* Selected passage
BEGIN
Lekki Free Trade Zone

Lekki Free Trade Zone (Lekki FTZ) is a free zone situated at the eastern part of Lekki, which covers a total area of about 155 square kilometres. The first phase of the zone has an area of 30 square kilometres, with about 27 square kilometres for urban construction purposes, which would accommodate a total resident population of 120,000. According to the Master Plan, the free zone will be developed into a new modern city within a city with integration of industries, commerce and business, real estate development, warehousing and logistics, tourism, and entertainment.

Lekki FTZ is divided into three functional districts; the residential district in the north, industrial district in the middle and commercial trading/warehousing & logistics district in the southeast. The "sub-centre" located in the south of the Zone is to be developed first. The region is close to the customs supervisory area, and it is mainly for commercial trading, logistics and warehousing operations. The second phase is located in the north of the Zone adjacent to E9 Road (Highway) which will serve as central business district of the free zone. The area along E2 Road will be developed for financial and commercial businesses, estate properties & supporting facilities, high-end production service industries and so on, which will link it to the sub-centre the Zone. The area along E4 Road will be utilized mainly for the development of logistics and industrial manufacturing/processing. A number of connection axes are also planned in-between the principal axis and the sub-axis, with multi-functional service nodes to serve the whole of Lekki FTZ. Dangote Refinery is currently being built in the Lekki Free Zone.

In the start-up area of the Lekki Free Trade Zone, there will be a Commercial & Logistics Park which will cover a total area of 1.5 square kilometres. The Park was planned to be multi-functional with the integration of commerce, trading, warehousing, and exhibition. According to the Site Plan of the park, large construction works will be built in the park, including the "international commodities & trade centre", the "international exhibition & conversation centre", industrial factory workshops, logistics warehouses, office buildings, hotels and residential apartment buildings, amongst others.
END
* Directions
1. Print the section of the Lekki Free Trade Zone passage starting with "Lekki Free Trade Zone (Lekki" and going on through "tourism, and entertainment.".
2. According to the Lekki Free Trade Zone passage, which district lies in the north of the zone?
3. Decide whether each statement agrees with the Lekki Free Trade Zone passage. Answer yes or no for each, quoting the deciding words from the passage. (a) The first phase is meant to house a resident population of 120,000. (b) The area along E4 Road will be used mainly for financial businesses. (c) The "sub-centre" will be developed after the second phase.

* Records provided
BEGIN
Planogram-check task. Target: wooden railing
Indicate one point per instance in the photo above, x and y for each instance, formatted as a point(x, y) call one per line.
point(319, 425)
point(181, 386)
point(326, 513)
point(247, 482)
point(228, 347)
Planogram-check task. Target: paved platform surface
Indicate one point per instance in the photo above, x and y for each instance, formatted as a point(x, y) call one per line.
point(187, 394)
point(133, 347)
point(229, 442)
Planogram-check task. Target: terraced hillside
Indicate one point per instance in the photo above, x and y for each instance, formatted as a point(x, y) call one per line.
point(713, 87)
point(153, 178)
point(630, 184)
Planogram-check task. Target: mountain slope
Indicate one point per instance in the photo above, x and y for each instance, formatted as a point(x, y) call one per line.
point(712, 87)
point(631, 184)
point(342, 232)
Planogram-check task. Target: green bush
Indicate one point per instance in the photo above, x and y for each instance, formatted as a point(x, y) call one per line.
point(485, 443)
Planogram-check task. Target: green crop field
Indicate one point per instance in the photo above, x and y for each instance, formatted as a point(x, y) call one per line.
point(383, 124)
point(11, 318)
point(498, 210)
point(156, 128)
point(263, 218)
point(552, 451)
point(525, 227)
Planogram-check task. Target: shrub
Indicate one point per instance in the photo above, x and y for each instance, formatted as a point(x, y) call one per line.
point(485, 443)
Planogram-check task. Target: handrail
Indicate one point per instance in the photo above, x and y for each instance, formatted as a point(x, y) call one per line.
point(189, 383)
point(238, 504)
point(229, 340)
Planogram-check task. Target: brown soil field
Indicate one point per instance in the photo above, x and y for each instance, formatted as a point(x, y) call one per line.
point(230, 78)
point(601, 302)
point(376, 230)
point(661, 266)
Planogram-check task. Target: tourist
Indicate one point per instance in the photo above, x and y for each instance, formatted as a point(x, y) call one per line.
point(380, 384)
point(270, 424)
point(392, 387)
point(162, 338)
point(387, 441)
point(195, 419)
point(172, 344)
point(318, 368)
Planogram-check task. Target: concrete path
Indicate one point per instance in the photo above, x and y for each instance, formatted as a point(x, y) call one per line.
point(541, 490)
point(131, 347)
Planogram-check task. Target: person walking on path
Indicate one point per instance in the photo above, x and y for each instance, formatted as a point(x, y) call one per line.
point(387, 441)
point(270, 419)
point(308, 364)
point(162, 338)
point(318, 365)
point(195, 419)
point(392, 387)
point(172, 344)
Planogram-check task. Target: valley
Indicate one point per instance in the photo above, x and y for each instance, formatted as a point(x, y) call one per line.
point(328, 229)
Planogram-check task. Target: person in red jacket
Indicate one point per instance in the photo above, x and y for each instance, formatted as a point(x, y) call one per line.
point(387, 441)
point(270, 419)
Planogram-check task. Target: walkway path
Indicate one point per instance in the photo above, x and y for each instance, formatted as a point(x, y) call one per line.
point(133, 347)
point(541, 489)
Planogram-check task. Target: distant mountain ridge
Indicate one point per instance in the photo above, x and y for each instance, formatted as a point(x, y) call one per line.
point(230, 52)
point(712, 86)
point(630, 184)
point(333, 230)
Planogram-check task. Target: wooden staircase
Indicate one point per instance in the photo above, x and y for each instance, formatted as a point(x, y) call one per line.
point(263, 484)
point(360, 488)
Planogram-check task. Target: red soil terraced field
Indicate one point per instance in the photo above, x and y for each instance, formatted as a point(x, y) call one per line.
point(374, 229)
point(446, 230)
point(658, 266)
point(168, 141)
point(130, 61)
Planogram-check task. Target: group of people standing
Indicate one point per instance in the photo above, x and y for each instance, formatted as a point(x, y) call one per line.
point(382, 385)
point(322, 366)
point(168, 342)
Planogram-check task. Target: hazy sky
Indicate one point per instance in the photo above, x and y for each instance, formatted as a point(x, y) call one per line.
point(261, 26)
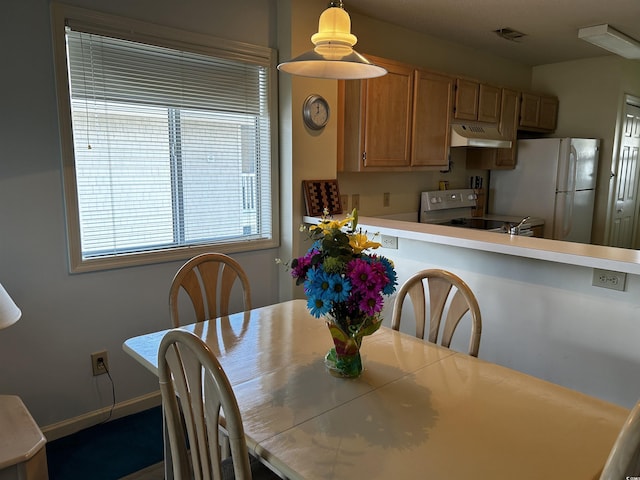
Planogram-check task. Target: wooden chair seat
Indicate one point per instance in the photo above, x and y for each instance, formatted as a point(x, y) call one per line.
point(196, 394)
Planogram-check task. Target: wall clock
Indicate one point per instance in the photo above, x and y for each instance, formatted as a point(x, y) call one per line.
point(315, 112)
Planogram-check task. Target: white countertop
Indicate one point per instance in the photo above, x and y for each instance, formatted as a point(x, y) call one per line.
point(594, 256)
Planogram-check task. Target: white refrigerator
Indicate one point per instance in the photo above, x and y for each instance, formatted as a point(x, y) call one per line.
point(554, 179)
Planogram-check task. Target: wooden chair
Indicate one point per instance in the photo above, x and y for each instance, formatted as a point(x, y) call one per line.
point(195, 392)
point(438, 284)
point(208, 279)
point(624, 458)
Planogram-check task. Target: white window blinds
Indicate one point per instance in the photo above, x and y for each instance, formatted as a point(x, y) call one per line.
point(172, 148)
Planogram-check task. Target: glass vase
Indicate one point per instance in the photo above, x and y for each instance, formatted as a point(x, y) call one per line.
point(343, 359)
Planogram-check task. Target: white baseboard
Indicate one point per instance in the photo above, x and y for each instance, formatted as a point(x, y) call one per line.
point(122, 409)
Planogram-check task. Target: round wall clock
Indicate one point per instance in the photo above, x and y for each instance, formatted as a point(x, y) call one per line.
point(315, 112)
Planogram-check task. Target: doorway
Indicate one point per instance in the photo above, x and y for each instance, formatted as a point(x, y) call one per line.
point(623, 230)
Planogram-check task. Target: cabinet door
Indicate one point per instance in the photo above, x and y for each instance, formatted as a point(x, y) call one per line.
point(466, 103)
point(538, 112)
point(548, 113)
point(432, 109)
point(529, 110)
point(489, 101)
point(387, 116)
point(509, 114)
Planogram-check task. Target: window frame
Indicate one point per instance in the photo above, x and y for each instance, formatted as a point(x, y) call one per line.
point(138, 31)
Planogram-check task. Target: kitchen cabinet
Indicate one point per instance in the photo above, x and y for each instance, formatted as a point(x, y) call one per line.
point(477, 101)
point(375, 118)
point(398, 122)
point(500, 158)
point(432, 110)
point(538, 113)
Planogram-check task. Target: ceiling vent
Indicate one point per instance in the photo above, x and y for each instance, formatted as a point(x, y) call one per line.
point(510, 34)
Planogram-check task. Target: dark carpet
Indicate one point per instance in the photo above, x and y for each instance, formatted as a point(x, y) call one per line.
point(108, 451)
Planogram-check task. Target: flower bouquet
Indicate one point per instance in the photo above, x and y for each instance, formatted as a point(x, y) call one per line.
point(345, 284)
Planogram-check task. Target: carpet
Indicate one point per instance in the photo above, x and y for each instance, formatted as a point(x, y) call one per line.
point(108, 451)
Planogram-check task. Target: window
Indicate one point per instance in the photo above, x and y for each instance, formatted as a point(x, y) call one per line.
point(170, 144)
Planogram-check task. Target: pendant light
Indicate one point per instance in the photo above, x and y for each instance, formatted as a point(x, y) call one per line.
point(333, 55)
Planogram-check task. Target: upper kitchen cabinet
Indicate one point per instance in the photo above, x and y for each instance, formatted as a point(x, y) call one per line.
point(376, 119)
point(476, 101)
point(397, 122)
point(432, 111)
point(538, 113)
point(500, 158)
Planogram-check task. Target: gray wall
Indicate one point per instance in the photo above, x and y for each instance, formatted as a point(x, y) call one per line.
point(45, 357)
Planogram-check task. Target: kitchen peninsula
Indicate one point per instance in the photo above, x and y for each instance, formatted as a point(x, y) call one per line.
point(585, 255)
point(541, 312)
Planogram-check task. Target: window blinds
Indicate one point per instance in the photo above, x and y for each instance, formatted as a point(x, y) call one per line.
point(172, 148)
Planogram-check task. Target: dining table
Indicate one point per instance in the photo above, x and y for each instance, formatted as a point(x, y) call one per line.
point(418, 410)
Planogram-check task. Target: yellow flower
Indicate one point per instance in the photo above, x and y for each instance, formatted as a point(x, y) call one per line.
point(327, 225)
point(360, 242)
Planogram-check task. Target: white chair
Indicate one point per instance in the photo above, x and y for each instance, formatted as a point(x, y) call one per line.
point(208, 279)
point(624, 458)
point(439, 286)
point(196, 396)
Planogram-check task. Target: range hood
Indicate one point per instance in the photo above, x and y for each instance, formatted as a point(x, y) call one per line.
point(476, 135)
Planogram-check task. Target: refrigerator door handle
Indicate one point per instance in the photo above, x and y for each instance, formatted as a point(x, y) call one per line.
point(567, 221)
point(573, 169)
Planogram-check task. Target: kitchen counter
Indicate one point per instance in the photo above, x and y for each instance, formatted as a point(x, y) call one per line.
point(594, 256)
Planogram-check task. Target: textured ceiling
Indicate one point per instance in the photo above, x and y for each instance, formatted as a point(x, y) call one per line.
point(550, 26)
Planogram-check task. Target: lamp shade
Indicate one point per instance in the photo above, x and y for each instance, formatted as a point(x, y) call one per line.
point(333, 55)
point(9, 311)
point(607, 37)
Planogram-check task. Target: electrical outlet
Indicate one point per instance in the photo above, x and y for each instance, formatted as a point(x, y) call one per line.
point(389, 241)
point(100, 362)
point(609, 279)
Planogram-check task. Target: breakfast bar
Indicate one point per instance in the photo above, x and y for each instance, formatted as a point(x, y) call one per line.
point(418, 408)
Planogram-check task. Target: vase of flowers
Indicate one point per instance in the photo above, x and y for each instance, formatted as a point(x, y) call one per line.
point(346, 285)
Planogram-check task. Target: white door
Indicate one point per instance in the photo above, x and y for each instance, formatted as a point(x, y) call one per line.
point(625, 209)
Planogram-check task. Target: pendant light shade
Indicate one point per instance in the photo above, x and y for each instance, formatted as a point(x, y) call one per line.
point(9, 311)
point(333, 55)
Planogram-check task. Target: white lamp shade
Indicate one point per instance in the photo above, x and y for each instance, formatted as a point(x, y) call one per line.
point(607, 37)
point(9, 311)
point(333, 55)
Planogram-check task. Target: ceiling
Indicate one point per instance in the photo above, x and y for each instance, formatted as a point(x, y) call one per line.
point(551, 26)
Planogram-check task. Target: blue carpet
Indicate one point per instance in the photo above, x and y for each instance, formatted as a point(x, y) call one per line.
END
BEGIN
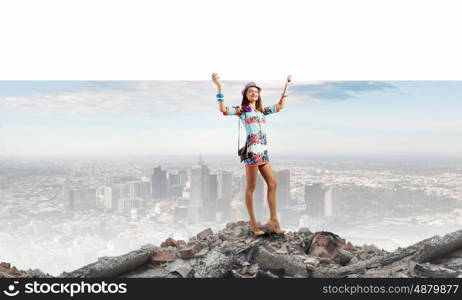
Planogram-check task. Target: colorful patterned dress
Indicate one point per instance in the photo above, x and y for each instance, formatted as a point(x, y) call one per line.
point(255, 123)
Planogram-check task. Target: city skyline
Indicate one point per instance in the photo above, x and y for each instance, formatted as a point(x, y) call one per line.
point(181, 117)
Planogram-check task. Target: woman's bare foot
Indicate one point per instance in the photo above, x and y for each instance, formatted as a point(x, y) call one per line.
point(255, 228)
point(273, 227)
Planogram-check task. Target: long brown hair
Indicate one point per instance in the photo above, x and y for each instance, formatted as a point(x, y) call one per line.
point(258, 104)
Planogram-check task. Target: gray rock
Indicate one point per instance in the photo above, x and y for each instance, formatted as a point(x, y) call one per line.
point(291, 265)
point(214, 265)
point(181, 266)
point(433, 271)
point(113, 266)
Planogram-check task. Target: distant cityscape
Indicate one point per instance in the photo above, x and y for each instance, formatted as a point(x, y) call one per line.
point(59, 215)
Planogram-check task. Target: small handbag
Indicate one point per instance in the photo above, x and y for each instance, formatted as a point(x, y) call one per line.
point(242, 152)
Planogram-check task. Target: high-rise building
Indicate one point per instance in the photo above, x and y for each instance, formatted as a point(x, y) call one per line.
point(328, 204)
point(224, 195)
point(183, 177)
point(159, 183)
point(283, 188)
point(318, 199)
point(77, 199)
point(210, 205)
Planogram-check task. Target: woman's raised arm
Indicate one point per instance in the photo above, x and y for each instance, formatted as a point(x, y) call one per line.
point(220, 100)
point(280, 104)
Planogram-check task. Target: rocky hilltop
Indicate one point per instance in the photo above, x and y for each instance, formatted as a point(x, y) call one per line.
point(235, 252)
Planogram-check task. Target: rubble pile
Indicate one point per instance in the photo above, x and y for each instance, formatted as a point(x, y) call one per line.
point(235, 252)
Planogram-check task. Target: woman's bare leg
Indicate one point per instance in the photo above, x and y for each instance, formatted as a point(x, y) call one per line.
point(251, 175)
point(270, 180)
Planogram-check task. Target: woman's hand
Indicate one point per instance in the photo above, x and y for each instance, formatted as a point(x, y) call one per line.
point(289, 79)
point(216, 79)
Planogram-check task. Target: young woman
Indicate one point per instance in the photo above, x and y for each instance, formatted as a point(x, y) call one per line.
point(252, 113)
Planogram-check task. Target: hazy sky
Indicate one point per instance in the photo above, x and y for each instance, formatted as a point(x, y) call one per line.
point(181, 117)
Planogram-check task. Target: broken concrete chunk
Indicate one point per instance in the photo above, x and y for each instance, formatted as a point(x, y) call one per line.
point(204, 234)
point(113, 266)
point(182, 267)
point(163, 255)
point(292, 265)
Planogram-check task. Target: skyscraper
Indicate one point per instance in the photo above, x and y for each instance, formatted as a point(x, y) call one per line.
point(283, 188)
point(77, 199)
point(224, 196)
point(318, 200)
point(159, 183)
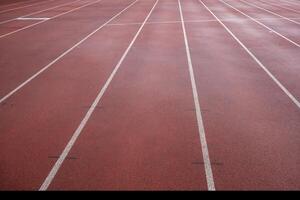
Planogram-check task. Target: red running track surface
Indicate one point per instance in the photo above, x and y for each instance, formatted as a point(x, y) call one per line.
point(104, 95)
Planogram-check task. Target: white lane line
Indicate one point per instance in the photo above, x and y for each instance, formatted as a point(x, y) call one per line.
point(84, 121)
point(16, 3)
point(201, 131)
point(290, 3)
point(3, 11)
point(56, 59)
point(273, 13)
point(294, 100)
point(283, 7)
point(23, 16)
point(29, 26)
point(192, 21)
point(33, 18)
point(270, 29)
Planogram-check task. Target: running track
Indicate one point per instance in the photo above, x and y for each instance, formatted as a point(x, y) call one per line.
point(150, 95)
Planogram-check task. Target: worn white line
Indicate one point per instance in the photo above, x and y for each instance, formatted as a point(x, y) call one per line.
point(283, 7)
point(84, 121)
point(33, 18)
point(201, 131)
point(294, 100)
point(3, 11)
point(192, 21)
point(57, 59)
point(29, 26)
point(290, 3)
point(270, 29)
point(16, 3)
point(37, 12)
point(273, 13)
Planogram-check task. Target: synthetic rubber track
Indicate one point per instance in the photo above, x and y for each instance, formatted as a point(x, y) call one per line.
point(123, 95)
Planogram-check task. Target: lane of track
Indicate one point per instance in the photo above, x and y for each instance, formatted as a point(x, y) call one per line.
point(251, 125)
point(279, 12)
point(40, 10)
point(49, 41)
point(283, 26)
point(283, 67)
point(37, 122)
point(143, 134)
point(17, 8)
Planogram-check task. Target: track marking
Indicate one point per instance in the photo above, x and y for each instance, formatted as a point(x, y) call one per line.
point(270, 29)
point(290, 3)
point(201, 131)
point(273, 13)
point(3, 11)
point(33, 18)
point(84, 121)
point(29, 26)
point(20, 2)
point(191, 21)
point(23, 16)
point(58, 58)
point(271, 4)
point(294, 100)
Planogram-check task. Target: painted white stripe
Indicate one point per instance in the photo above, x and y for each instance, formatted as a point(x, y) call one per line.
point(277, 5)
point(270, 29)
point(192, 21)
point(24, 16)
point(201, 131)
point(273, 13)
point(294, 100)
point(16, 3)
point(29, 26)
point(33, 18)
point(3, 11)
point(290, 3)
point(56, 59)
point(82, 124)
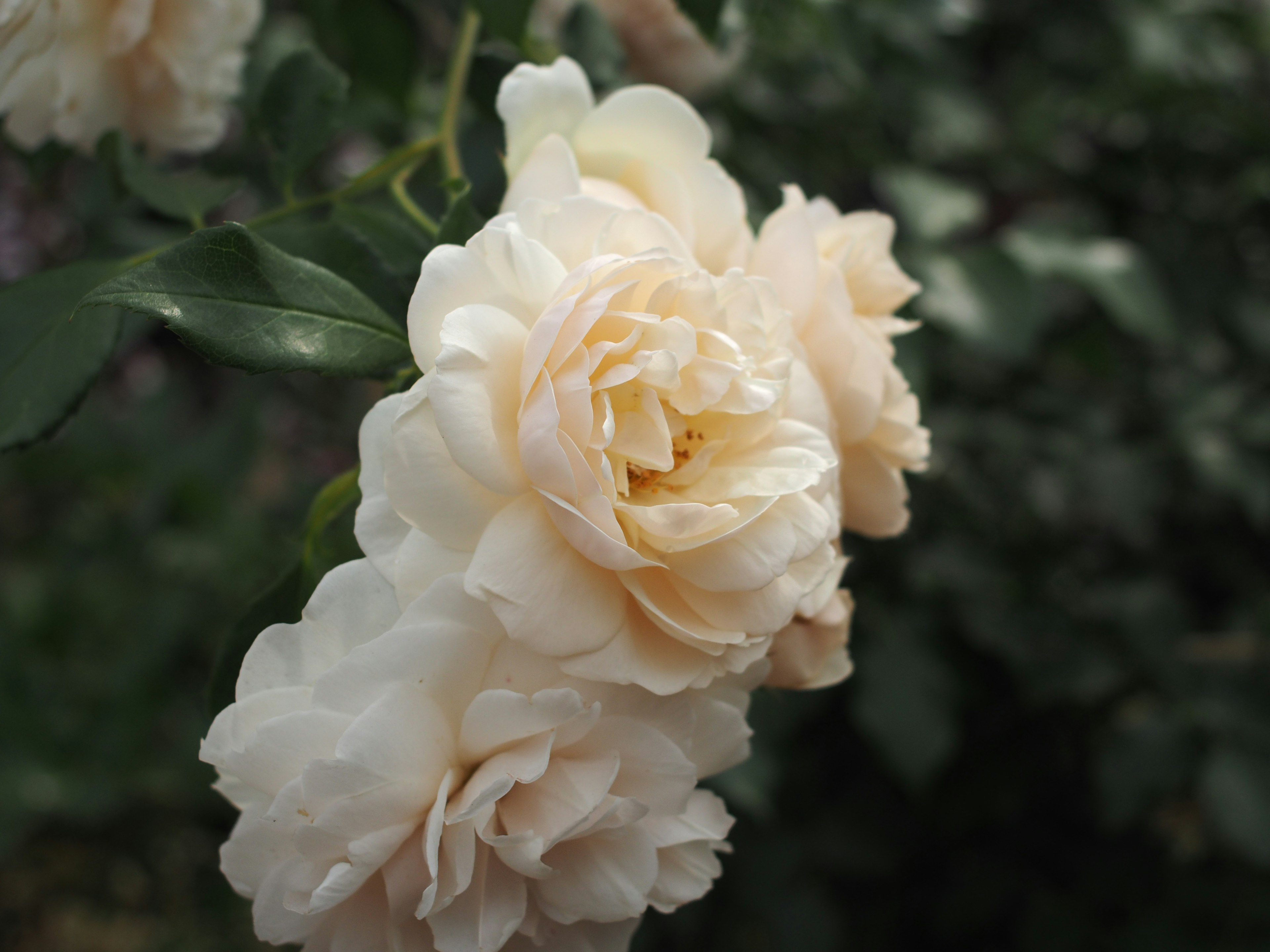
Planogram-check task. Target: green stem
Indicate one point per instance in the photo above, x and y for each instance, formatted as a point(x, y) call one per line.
END
BEGIN
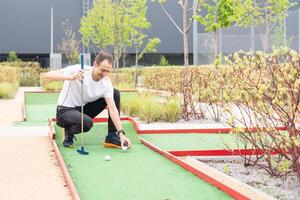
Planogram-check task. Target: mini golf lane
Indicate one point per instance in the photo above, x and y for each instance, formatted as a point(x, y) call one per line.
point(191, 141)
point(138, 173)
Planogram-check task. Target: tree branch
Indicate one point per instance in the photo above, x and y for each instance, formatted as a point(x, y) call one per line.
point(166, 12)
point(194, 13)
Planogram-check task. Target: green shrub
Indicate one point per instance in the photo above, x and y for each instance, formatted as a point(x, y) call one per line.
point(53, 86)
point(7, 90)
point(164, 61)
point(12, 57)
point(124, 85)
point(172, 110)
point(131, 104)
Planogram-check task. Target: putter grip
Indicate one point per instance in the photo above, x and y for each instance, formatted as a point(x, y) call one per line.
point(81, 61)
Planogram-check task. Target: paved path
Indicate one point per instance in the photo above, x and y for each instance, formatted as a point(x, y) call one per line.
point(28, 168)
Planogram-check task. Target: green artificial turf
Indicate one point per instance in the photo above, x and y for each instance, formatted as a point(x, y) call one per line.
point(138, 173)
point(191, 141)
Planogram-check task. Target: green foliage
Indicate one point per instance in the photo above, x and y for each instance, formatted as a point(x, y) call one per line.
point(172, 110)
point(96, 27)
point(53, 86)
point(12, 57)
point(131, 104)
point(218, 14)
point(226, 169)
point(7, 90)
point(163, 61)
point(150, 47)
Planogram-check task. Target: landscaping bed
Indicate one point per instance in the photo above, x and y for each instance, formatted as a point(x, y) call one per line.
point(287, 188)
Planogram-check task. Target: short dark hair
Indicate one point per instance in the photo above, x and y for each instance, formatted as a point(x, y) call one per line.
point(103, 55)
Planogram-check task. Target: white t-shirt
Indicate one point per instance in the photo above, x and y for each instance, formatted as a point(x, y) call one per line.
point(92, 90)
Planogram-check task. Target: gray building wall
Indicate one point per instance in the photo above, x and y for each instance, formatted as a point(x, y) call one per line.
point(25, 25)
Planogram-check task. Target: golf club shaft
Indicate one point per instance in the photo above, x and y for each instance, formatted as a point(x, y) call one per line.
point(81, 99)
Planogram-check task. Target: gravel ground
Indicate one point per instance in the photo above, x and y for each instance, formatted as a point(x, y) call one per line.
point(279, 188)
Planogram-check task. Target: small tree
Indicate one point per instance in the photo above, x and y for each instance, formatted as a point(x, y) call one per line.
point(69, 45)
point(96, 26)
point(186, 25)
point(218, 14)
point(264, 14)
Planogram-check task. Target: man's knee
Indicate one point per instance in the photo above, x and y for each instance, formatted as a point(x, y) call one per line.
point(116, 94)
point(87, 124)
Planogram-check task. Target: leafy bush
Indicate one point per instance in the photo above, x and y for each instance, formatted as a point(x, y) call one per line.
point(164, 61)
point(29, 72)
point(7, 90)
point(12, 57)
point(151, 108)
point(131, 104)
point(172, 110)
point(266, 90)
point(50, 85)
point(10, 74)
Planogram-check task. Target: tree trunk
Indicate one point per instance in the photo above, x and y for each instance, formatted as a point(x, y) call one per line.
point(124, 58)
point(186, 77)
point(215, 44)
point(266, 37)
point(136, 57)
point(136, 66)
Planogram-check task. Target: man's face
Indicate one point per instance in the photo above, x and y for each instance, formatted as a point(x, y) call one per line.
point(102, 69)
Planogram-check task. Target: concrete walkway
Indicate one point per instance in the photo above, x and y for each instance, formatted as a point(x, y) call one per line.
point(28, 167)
END
* The responses
1.
Lekki Free Trade Zone (Lekki FTZ) is a free zone situated at the eastern part of Lekki, which covers a total area of about 155 square kilometres. The first phase of the zone has an area of 30 square kilometres, with about 27 square kilometres for urban construction purposes, which would accommodate a total resident population of 120,000. According to the Master Plan, the free zone will be developed into a new modern city within a city with integration of industries, commerce and business, real estate development, warehousing and logistics, tourism, and entertainment.

2. The residential district.

3.
(a) Yes: "which would accommodate a total resident population of 120,000"
(b) No: "The area along E4 Road will be utilized mainly for the development of logistics and industrial manufacturing/processing."
(c) No: "The "sub-centre" located in the south of the Zone is to be developed first."